Pick every line from the data that holds the word "artwork".

[Data excerpts]
________________________

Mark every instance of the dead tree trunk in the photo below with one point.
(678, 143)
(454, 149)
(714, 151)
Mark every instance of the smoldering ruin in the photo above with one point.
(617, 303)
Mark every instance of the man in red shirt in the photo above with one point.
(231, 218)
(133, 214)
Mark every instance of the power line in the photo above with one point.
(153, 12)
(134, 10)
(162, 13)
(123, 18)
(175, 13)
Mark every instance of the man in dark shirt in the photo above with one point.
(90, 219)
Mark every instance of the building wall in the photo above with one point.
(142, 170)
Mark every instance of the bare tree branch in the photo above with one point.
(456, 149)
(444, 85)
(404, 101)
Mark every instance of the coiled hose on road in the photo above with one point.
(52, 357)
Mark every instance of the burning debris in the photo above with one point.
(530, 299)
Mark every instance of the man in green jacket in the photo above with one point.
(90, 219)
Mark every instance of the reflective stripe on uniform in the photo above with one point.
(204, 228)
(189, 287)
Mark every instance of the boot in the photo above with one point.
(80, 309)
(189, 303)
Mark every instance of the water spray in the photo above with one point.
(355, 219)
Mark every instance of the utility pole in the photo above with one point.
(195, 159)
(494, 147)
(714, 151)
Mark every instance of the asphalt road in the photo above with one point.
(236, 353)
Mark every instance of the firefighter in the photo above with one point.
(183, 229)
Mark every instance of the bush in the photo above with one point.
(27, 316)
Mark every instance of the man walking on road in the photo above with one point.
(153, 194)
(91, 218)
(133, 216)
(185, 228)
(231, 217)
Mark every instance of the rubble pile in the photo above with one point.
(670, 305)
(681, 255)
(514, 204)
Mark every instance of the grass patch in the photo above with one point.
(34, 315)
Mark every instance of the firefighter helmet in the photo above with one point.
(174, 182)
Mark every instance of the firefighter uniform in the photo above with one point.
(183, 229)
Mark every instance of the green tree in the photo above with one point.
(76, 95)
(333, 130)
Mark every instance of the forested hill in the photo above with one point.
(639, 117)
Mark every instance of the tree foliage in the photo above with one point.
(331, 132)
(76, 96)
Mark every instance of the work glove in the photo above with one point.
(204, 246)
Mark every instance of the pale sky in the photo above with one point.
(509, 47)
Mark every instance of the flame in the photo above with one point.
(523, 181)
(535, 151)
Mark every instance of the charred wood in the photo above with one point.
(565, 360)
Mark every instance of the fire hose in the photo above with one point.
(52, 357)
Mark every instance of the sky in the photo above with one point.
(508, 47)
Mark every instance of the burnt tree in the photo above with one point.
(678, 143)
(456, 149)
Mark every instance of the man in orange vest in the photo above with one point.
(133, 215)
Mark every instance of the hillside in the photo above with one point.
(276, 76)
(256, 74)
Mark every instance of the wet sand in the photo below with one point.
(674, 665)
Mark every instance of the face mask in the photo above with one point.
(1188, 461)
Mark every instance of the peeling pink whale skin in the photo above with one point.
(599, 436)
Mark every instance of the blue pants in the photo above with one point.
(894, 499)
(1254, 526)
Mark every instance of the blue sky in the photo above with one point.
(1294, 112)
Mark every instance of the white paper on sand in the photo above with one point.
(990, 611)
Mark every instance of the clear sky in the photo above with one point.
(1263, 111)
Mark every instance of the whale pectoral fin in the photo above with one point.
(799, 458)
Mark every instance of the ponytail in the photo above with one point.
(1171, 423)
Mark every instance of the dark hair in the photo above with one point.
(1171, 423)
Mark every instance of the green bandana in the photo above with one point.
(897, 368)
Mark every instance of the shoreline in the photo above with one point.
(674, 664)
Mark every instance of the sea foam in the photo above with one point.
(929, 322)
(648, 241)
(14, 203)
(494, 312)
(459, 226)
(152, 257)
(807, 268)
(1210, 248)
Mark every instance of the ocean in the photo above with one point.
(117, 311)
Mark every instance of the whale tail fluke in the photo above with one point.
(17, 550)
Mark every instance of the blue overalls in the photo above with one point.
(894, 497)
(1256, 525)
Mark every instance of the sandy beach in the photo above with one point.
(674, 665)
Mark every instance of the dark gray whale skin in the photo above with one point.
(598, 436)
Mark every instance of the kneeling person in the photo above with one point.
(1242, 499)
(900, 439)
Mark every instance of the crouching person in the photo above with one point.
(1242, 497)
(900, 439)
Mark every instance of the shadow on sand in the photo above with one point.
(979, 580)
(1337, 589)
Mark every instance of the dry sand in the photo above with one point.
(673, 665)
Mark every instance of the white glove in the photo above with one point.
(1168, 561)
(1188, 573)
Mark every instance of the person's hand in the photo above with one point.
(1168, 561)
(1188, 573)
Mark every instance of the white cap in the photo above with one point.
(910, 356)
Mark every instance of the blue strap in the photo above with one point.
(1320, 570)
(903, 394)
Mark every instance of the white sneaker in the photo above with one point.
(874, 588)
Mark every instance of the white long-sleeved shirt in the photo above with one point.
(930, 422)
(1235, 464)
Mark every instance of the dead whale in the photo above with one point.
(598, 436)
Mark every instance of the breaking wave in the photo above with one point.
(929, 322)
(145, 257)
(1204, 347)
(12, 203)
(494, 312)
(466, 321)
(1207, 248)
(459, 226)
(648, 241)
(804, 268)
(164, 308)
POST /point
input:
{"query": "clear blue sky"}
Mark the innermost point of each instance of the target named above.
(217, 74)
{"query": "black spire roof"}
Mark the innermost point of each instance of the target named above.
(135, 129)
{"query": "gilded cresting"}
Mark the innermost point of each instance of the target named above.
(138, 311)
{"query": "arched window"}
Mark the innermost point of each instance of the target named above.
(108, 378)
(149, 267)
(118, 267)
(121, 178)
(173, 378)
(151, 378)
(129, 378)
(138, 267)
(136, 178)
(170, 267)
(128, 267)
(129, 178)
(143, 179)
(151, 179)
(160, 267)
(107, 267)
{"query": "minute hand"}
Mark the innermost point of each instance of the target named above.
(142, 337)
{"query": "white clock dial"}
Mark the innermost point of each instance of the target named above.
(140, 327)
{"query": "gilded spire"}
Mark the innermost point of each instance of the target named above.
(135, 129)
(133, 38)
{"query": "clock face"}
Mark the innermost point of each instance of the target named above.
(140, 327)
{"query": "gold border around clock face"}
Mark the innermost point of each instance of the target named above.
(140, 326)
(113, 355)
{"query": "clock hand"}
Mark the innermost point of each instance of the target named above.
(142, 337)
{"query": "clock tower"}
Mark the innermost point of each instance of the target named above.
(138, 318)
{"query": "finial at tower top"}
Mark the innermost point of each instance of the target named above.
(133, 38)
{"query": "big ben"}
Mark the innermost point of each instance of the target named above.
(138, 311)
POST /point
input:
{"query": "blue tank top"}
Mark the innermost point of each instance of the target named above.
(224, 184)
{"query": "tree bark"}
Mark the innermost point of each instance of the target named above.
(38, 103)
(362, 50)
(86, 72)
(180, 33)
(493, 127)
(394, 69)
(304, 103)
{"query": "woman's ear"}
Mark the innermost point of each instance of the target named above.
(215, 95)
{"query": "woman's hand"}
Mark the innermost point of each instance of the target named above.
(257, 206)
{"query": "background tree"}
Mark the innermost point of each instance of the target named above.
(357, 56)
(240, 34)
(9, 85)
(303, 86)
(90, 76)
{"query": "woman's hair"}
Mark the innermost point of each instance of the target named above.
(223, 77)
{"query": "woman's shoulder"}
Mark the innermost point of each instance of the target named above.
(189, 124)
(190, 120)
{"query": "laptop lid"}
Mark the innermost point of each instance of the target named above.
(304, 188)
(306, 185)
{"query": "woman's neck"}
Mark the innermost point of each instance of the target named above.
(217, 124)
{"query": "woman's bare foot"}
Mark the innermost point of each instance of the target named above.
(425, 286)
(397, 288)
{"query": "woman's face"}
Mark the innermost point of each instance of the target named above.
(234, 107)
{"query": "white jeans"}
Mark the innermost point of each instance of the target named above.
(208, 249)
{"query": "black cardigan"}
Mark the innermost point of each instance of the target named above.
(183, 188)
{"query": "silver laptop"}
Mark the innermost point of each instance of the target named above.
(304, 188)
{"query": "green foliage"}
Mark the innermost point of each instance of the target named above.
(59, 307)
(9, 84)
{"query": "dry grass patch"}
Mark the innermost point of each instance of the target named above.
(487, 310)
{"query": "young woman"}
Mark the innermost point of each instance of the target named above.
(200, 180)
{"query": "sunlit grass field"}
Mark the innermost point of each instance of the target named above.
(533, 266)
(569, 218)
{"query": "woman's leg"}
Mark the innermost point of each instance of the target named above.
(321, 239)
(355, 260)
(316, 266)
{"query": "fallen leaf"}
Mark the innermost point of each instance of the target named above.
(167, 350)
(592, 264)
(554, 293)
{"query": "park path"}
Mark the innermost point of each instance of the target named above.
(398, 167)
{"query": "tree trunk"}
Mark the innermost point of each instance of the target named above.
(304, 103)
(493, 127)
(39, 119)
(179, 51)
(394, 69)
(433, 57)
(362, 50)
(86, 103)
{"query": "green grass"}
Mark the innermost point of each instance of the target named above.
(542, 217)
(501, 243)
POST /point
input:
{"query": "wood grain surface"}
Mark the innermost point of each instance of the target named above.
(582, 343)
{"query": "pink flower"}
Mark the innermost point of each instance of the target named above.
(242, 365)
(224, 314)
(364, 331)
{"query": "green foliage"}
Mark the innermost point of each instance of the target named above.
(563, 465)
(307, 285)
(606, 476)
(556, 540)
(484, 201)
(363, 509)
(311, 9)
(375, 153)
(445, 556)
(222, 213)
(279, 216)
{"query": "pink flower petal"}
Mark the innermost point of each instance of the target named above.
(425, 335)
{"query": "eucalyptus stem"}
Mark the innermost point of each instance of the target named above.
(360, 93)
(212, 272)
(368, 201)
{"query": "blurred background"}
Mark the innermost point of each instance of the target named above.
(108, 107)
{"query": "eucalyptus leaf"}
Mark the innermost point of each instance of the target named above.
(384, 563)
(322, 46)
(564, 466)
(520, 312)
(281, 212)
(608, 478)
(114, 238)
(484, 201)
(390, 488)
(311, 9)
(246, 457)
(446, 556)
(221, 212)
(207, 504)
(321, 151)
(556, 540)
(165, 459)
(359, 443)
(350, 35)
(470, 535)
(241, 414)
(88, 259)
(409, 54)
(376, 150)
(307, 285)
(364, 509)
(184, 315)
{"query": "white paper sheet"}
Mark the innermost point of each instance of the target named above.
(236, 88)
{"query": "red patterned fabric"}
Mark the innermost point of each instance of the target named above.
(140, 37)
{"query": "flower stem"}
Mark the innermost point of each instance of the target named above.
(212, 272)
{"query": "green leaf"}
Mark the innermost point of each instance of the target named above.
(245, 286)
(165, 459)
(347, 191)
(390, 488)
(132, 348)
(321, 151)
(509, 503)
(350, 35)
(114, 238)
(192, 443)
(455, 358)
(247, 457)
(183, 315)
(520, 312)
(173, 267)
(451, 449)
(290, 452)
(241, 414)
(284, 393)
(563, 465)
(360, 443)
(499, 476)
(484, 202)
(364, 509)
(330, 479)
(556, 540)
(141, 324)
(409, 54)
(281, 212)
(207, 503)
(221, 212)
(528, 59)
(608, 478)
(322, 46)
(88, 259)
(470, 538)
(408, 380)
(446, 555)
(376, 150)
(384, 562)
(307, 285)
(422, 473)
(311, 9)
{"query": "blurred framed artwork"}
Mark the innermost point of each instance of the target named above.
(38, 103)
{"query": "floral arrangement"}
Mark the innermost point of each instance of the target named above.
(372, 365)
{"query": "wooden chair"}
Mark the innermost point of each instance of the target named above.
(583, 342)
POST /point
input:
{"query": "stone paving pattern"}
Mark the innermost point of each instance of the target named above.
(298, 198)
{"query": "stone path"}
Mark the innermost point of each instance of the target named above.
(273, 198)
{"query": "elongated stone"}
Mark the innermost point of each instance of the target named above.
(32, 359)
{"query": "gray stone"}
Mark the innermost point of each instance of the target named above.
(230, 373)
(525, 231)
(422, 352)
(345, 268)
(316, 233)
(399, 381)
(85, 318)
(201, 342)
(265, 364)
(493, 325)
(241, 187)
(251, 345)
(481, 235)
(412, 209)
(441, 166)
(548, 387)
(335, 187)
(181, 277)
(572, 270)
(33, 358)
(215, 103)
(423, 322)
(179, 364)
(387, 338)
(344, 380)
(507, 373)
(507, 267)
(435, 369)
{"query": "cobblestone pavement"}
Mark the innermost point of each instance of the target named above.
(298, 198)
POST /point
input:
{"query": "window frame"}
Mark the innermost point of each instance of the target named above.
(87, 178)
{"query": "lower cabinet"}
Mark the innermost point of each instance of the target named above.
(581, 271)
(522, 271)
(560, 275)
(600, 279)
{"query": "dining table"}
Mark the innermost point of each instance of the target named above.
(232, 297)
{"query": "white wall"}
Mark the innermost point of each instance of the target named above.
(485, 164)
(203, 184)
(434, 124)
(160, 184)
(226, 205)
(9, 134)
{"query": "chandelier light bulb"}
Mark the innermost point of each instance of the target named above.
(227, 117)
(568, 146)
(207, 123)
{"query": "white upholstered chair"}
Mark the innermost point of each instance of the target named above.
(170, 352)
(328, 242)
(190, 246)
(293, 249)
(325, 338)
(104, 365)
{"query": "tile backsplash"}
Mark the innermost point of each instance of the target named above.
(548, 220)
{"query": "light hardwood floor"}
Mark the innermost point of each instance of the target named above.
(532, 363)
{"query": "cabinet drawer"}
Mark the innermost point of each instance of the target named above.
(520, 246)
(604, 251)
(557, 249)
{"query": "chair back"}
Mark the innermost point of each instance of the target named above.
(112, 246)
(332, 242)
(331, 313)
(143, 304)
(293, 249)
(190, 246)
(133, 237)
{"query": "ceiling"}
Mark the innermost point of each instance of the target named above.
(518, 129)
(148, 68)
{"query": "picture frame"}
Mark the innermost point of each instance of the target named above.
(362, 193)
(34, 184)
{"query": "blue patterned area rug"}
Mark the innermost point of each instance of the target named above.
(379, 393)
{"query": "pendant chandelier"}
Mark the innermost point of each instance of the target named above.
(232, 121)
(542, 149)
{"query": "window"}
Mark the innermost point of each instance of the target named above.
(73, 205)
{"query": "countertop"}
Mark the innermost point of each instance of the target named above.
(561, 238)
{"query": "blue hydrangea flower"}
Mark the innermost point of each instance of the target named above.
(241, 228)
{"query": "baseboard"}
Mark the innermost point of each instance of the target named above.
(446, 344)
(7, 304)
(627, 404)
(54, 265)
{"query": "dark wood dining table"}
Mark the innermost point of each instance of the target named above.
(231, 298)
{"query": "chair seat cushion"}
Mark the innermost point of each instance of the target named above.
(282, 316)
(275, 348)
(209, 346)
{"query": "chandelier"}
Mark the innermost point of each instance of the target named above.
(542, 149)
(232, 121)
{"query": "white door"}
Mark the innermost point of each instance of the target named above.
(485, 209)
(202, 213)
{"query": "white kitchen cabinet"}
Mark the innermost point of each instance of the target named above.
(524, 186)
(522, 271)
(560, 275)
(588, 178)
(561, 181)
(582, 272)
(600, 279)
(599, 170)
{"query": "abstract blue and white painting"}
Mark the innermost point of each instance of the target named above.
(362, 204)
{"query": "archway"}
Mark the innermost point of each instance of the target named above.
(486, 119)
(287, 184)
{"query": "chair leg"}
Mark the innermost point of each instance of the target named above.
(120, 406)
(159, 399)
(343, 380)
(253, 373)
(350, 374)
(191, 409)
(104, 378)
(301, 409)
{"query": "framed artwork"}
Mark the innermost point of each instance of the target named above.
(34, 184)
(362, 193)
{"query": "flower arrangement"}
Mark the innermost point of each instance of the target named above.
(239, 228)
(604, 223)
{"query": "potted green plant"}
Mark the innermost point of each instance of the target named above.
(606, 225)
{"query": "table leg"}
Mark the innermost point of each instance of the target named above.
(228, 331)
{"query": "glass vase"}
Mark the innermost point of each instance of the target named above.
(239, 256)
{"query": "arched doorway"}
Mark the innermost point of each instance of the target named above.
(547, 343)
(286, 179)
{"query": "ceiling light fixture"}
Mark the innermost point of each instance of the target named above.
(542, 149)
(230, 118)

________________________

◆ **Result below**:
{"query": "blurred framed artwork"}
{"query": "framed artwork"}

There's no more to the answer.